### EXTRACT TO READ
--------

As with any other transaction of importance, it is always recommended that you seek the advice and care of an attorney when creating and implementing your estate plan but either out of laziness or financial inability, many Americans are still failing to plan for the protection of their assets. If you should fail to retain an estate planning attorney to work with you on your asset protection plan, at least follow the eight steps below and assure that your family isn’t left with nothing but a large pile of debt. As the old adage goes, if you fail to plan, you are in actuality planning to fail.
Step 1 – Sign a financial power of attorney.
A financial power of attorney designates an agent of your choosing to handle your financial affairs should you become incapacitated. This person can pay your bills, file your taxes, and manage your investment, retirement, and life insurance accounts. Without a financial power of attorney in place, your family would have to get court permission to step in which will cost them precious time and money.
Step 2 – Designate a health care surrogate.

--------

### GIVEN ENTRIES
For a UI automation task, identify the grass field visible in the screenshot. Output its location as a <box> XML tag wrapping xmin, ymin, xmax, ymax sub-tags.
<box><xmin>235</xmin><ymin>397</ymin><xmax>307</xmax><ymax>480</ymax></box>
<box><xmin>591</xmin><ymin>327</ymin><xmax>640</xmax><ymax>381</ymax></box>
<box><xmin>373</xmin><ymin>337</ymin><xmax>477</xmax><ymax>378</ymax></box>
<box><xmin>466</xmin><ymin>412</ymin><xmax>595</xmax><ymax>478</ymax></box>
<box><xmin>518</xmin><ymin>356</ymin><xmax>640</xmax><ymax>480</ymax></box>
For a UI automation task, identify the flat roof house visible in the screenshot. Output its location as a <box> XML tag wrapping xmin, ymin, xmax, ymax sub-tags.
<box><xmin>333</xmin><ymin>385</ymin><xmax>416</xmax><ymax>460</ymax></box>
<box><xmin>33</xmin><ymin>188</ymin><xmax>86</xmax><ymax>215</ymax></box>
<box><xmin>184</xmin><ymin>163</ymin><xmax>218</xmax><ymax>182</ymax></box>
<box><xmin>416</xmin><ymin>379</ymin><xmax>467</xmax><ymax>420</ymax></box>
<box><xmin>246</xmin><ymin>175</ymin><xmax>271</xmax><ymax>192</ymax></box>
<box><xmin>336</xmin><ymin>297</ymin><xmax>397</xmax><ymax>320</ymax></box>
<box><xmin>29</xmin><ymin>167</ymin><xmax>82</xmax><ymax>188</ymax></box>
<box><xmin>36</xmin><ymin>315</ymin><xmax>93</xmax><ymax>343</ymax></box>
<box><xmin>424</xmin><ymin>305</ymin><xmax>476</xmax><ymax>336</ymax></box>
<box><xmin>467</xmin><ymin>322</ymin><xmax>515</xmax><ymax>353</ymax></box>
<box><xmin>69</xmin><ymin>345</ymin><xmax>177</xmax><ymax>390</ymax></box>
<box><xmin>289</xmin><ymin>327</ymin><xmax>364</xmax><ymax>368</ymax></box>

--------

### ACTIVITIES
A. In the estate planning article, transcribe the passage starting at "As with any" and ending at "planning to fail.".
B. According to the estate planning article, what does a financial power of attorney designate?
C. Can you write the next part of the estate planning article, following on from its last line?

### RESULTS OF THE EXERCISE
A.
As with any other transaction of importance, it is always recommended that you seek the advice and care of an attorney when creating and implementing your estate plan but either out of laziness or financial inability, many Americans are still failing to plan for the protection of their assets. If you should fail to retain an estate planning attorney to work with you on your asset protection plan, at least follow the eight steps below and assure that your family isn’t left with nothing but a large pile of debt. As the old adage goes, if you fail to plan, you are in actuality planning to fail.

B. An agent of your choosing to handle your financial affairs should you become incapacitated.

C.
A health care surrogate is basically a power of attorney for your personal well being. The surrogate will make health care decisions for you when you are unable to do so and will see to it that your living will is executed properly, so that the end-of-life measures that you choose are carried out to your specifications. Along with designating your health care surrogate, you should also prepare your living will.
Step 3 – Calculate your net worth.
Start by listing your largest assets and their current market value. This might include your home and any vehicles that you own outright. Next, you’ll want to add your more liquid assets, such as checking and savings accounts, cash, CDs or other investments such as retirement accounts. Add to that the current market value of any personal items that may be valued at more than $500. This number represents your total assets. Now, make a separate list of any major outstanding liabilities such as the balance on your mortgage or car loans. Add to that all of your personal liabilities such as credit cards, student loans, or any other debt you may owe. This number represents your total liabilities. If you subtract the total liabilities from the total assets and you will have your net worth. Keep this figure handy when speaking with your estate planning attorney, your financial advisor, and your accountant.
Step 4 – Review your beneficiaries.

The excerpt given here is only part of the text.